- _What the task requires_:
All of the entries must be duplicated exactly.

- _Provided information_:
((

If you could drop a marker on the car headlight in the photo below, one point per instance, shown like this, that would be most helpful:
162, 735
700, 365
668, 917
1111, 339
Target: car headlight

))

- _Written response_:
If you could drop a marker on the car headlight in the photo below, one point per instance, shown like this, that would be most helpful:
162, 735
700, 365
668, 917
1111, 339
Target: car headlight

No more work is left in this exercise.